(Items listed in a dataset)
>>>
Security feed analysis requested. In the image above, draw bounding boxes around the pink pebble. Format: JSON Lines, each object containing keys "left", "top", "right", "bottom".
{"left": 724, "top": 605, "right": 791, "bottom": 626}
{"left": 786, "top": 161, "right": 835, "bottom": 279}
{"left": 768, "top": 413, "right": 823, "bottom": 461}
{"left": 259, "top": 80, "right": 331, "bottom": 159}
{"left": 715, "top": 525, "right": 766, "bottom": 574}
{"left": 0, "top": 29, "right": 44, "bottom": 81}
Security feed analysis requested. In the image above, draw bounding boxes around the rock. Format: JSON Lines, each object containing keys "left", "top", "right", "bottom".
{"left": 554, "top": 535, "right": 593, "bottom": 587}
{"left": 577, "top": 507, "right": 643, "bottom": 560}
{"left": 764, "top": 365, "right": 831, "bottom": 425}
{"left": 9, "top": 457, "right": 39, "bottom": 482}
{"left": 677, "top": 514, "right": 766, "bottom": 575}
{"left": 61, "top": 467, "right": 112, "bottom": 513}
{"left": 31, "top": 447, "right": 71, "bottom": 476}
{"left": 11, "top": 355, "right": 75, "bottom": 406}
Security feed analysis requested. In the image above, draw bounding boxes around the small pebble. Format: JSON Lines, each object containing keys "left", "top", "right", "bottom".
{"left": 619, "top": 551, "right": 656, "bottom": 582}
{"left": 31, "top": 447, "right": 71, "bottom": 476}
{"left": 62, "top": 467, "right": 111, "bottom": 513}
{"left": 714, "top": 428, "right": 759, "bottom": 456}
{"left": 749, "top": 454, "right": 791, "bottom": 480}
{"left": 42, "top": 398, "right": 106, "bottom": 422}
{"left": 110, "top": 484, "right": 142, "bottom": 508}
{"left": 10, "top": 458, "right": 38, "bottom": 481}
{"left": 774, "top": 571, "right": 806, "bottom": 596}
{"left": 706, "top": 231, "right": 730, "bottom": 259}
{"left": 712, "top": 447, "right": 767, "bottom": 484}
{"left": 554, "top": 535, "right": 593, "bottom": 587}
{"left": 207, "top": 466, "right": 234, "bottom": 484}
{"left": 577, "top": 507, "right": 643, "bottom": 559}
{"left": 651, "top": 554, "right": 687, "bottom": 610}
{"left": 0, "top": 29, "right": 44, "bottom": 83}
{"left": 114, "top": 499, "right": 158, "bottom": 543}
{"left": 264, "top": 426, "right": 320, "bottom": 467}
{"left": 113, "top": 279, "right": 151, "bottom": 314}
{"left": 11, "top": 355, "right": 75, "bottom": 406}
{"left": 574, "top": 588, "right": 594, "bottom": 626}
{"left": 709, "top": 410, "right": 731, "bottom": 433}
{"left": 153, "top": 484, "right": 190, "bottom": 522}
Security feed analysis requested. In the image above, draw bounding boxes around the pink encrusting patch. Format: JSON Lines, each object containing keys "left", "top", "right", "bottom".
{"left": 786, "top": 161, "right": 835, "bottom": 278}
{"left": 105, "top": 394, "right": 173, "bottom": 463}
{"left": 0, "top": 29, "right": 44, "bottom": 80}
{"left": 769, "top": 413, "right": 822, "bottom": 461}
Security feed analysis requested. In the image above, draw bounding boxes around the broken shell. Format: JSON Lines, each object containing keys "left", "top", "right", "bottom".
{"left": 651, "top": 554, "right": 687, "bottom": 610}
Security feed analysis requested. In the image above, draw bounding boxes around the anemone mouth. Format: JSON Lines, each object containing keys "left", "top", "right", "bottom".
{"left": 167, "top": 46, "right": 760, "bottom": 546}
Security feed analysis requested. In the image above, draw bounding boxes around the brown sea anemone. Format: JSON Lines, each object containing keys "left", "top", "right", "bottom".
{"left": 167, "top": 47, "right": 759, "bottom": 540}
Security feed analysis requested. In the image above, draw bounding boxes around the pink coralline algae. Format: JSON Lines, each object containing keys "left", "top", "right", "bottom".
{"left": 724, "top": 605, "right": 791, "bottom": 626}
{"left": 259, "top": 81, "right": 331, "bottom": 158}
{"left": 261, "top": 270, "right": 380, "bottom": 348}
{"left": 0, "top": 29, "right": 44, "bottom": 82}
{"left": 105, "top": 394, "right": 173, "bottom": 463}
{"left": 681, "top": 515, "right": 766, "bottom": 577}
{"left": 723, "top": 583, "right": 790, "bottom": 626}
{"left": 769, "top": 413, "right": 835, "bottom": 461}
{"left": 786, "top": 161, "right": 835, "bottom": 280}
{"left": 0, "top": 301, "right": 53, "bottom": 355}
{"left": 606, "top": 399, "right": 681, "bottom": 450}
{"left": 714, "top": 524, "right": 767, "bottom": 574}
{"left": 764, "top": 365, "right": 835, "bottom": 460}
<<<
**WORK ORDER**
Send back the complete set of entries, exactly as shown above.

**EXERCISE SOLUTION**
Security feed analysis requested. In the image above, draw bounding boxes around the pink pebble. Format: JSON Lines, each object containing keys "left", "top", "right", "bottom".
{"left": 724, "top": 605, "right": 791, "bottom": 626}
{"left": 786, "top": 161, "right": 835, "bottom": 279}
{"left": 768, "top": 413, "right": 823, "bottom": 461}
{"left": 259, "top": 80, "right": 331, "bottom": 159}
{"left": 715, "top": 525, "right": 766, "bottom": 574}
{"left": 0, "top": 29, "right": 44, "bottom": 81}
Security feed analysis requested. In the image above, draw bounding boxes around the rock. Format: JSON Lines, each object containing keys "left", "top", "right", "bottom".
{"left": 554, "top": 535, "right": 593, "bottom": 587}
{"left": 577, "top": 507, "right": 643, "bottom": 560}
{"left": 764, "top": 365, "right": 831, "bottom": 425}
{"left": 9, "top": 457, "right": 39, "bottom": 482}
{"left": 677, "top": 514, "right": 766, "bottom": 575}
{"left": 61, "top": 467, "right": 112, "bottom": 513}
{"left": 31, "top": 447, "right": 71, "bottom": 476}
{"left": 11, "top": 355, "right": 75, "bottom": 406}
Security feed analysis requested. In the image above, draw bounding boxes around the small pebble. Format: JSON Lines, each object containing keys "left", "top", "right", "bottom".
{"left": 619, "top": 551, "right": 656, "bottom": 582}
{"left": 31, "top": 447, "right": 71, "bottom": 476}
{"left": 62, "top": 467, "right": 111, "bottom": 513}
{"left": 714, "top": 428, "right": 759, "bottom": 456}
{"left": 749, "top": 454, "right": 791, "bottom": 480}
{"left": 42, "top": 398, "right": 106, "bottom": 422}
{"left": 110, "top": 484, "right": 142, "bottom": 508}
{"left": 10, "top": 458, "right": 38, "bottom": 481}
{"left": 774, "top": 571, "right": 806, "bottom": 596}
{"left": 706, "top": 231, "right": 730, "bottom": 259}
{"left": 712, "top": 447, "right": 767, "bottom": 484}
{"left": 554, "top": 535, "right": 593, "bottom": 587}
{"left": 207, "top": 466, "right": 234, "bottom": 484}
{"left": 577, "top": 507, "right": 643, "bottom": 559}
{"left": 651, "top": 554, "right": 687, "bottom": 610}
{"left": 0, "top": 29, "right": 44, "bottom": 83}
{"left": 114, "top": 499, "right": 158, "bottom": 543}
{"left": 264, "top": 426, "right": 320, "bottom": 467}
{"left": 113, "top": 279, "right": 151, "bottom": 314}
{"left": 11, "top": 355, "right": 75, "bottom": 406}
{"left": 574, "top": 588, "right": 594, "bottom": 626}
{"left": 709, "top": 410, "right": 731, "bottom": 433}
{"left": 153, "top": 484, "right": 190, "bottom": 522}
Security feed analysis requested. In the image above, draw bounding boxes around the pink encrusting patch. Format: JSON Lines, each object containing keys "left", "top", "right", "bottom".
{"left": 786, "top": 161, "right": 835, "bottom": 278}
{"left": 105, "top": 394, "right": 173, "bottom": 463}
{"left": 0, "top": 29, "right": 44, "bottom": 80}
{"left": 769, "top": 413, "right": 822, "bottom": 461}
Security feed analysis requested. In the image above, draw bounding boxes around the broken shell. Format: JSON Lines, each object containing keys "left", "top", "right", "bottom".
{"left": 651, "top": 554, "right": 687, "bottom": 610}
Security feed analysis requested. In the image above, draw bounding boxes around the anemone mouth. Format: JSON Lines, each object containing keys "left", "top", "right", "bottom".
{"left": 167, "top": 46, "right": 760, "bottom": 546}
Security feed analysis requested. In the image above, draw bounding boxes around the brown sea anemone. Format: JSON Lines, each object containing keys "left", "top", "right", "bottom".
{"left": 167, "top": 47, "right": 759, "bottom": 540}
Security feed analysis requested. In the image above, draw bounding boxes around the pink coralline algae. Format: JSON Lines, each object containing keys "left", "top", "right", "bottom".
{"left": 724, "top": 605, "right": 791, "bottom": 626}
{"left": 259, "top": 81, "right": 331, "bottom": 158}
{"left": 261, "top": 270, "right": 380, "bottom": 348}
{"left": 0, "top": 29, "right": 44, "bottom": 82}
{"left": 105, "top": 394, "right": 173, "bottom": 463}
{"left": 681, "top": 515, "right": 766, "bottom": 577}
{"left": 723, "top": 583, "right": 790, "bottom": 626}
{"left": 769, "top": 413, "right": 835, "bottom": 461}
{"left": 786, "top": 161, "right": 835, "bottom": 280}
{"left": 0, "top": 301, "right": 53, "bottom": 355}
{"left": 606, "top": 399, "right": 681, "bottom": 450}
{"left": 714, "top": 524, "right": 767, "bottom": 574}
{"left": 764, "top": 365, "right": 835, "bottom": 460}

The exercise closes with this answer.